> [REQUIRED TASK]
Set down, without alteration, the lines from the one that contains "the arched opening" through the final line of the material below.

> [DATA IN THIS EXERCISE]
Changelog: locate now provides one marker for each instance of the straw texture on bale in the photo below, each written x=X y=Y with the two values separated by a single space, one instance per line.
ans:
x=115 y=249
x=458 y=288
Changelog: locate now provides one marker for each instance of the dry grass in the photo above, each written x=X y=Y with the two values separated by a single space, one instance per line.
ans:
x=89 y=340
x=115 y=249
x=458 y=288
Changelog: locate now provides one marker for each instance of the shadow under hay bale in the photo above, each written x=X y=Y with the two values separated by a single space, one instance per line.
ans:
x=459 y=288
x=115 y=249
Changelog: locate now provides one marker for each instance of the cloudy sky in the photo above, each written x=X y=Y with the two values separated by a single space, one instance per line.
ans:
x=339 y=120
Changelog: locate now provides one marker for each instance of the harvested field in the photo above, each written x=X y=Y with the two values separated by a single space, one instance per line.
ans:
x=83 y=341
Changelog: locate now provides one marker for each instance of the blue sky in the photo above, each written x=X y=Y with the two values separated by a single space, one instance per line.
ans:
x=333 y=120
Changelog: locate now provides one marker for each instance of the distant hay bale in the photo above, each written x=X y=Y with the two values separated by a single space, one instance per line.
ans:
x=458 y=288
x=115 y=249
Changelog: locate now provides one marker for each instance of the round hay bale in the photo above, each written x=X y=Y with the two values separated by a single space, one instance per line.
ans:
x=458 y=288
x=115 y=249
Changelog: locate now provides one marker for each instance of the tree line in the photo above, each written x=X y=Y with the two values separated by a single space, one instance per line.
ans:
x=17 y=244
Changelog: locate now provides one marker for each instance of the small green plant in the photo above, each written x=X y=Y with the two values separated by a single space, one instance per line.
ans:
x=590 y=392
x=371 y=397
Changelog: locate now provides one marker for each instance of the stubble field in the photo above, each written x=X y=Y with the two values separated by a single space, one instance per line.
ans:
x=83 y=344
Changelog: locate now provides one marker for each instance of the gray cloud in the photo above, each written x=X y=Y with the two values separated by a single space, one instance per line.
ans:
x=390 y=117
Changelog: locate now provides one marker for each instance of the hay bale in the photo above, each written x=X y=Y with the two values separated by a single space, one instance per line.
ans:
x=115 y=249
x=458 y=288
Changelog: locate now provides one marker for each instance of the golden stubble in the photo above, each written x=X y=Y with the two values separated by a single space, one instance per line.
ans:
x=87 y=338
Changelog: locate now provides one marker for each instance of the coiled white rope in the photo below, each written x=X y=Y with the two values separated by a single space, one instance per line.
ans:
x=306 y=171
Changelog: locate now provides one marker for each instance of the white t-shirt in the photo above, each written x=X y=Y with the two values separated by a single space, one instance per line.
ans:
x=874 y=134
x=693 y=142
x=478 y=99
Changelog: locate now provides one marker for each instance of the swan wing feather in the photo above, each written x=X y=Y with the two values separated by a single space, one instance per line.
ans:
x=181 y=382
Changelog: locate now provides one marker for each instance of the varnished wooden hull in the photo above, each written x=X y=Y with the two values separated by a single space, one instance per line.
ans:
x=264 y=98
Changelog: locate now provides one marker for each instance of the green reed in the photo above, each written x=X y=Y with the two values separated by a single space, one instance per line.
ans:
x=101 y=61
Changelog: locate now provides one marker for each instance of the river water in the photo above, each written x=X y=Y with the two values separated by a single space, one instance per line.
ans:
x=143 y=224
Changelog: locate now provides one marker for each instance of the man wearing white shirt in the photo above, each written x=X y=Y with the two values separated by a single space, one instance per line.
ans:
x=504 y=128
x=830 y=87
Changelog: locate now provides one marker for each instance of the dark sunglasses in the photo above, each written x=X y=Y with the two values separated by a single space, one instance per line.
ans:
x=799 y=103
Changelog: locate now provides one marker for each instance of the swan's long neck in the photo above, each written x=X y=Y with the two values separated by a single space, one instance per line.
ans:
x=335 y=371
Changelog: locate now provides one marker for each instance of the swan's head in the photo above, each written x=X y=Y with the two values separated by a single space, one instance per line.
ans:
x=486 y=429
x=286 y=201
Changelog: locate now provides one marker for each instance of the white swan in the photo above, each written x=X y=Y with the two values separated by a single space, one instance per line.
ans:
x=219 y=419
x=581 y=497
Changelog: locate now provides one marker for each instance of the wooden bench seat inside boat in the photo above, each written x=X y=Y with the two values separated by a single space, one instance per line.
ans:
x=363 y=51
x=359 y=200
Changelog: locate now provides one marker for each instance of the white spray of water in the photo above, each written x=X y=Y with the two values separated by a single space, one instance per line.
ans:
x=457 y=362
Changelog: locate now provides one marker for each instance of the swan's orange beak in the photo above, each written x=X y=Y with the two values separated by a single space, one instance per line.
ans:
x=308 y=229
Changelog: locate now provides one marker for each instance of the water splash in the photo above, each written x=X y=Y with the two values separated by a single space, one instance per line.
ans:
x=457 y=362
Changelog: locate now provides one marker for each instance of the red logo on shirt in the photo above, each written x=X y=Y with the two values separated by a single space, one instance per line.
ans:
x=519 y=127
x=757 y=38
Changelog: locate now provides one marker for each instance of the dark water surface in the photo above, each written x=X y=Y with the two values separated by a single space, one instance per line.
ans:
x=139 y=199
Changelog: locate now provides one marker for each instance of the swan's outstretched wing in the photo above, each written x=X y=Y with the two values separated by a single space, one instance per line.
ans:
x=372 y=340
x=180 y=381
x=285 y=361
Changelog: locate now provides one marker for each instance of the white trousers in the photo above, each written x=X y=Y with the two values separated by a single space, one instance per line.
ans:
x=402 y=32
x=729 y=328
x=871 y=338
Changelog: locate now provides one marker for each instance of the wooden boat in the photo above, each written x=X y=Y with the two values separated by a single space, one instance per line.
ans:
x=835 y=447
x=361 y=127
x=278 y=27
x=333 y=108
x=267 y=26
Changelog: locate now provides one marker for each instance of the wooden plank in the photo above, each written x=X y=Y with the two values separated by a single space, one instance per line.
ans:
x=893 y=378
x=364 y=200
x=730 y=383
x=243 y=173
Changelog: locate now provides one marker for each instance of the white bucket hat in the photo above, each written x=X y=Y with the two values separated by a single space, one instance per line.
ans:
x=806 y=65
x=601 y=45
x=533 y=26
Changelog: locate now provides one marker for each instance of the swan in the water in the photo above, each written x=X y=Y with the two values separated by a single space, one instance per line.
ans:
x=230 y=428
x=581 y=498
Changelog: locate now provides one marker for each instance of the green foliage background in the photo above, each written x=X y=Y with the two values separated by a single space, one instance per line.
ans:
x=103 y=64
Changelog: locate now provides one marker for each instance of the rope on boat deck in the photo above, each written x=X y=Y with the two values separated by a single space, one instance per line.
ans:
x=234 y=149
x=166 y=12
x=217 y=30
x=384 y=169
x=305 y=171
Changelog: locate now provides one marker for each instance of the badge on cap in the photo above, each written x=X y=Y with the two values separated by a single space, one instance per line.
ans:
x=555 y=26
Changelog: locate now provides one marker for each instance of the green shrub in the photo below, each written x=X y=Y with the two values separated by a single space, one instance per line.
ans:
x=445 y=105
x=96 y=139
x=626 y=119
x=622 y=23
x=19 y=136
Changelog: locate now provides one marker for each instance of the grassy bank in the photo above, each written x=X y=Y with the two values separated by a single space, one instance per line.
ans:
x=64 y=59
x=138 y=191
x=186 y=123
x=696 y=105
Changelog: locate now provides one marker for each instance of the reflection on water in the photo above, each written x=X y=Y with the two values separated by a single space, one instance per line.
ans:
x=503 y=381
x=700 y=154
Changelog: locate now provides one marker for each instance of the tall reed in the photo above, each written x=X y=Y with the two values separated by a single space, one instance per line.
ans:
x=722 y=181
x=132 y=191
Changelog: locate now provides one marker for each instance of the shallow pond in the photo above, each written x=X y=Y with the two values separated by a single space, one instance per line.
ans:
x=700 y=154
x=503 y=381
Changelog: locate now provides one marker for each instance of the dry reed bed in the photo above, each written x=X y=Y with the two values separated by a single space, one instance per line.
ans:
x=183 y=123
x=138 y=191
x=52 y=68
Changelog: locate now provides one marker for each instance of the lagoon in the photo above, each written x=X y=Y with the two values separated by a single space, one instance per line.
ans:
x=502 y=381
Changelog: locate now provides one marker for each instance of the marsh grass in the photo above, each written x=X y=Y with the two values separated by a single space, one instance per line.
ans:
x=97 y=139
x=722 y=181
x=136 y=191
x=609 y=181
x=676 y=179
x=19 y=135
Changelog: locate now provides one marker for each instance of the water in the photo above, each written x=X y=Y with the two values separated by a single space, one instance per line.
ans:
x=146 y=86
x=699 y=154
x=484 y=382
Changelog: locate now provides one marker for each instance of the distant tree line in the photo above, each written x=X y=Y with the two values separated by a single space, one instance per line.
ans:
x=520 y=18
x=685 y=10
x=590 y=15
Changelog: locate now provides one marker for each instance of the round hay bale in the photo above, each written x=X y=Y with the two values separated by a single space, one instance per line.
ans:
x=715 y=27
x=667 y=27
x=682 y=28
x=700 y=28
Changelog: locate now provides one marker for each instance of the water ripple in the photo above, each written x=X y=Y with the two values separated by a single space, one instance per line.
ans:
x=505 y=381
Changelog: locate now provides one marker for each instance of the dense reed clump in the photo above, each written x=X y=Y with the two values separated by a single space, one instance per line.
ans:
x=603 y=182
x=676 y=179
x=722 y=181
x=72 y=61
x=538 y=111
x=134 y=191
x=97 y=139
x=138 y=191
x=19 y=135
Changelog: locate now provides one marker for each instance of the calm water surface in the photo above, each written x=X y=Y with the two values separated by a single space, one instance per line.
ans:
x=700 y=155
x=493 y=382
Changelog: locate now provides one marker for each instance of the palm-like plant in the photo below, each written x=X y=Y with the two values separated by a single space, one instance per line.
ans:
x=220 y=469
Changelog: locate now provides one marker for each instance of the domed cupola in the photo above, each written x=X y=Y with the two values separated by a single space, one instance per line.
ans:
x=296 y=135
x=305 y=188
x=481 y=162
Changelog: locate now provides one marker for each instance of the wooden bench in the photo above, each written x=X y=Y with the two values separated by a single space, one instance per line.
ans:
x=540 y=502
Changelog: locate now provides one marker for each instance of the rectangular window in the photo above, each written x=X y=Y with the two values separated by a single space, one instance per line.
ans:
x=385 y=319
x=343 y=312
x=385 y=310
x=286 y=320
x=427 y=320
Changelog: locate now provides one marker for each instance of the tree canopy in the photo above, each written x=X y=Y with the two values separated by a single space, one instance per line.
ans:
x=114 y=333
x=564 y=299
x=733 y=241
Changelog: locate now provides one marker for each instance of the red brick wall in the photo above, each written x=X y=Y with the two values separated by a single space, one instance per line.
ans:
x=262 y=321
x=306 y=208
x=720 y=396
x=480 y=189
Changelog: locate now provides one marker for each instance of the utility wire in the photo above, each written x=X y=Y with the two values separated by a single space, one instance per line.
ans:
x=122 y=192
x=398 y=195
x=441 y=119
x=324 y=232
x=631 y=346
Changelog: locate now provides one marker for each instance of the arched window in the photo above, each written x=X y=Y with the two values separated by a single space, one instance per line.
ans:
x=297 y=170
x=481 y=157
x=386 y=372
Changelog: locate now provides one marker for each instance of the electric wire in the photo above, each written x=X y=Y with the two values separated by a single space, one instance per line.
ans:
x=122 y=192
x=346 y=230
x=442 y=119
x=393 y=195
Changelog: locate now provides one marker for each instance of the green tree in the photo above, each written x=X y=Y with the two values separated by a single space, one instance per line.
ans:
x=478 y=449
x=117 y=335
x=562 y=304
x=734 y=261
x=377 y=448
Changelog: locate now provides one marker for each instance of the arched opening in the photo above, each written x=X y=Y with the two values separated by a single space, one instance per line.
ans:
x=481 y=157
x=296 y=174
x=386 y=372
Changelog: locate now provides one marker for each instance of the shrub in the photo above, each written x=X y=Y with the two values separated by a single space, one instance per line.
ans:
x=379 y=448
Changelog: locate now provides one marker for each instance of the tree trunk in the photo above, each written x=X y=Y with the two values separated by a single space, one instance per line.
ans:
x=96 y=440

> [REPLY]
Changelog: locate now provides one marker for each instance of the arched opening in the photo above, each written x=X y=Y with the two values separated by a single space, one instance per line.
ans:
x=481 y=157
x=296 y=174
x=386 y=372
Changelog: locate now provides one marker for each instance of the shrub in the photo above, each written x=X y=Y with the two values separated by a single space, one instance per line.
ans:
x=379 y=448
Changelog: locate now provides one marker for each instance of the tree trunk in the photo above, each written x=X y=Y with the two values separated by a single space, one instance per line.
ans:
x=96 y=440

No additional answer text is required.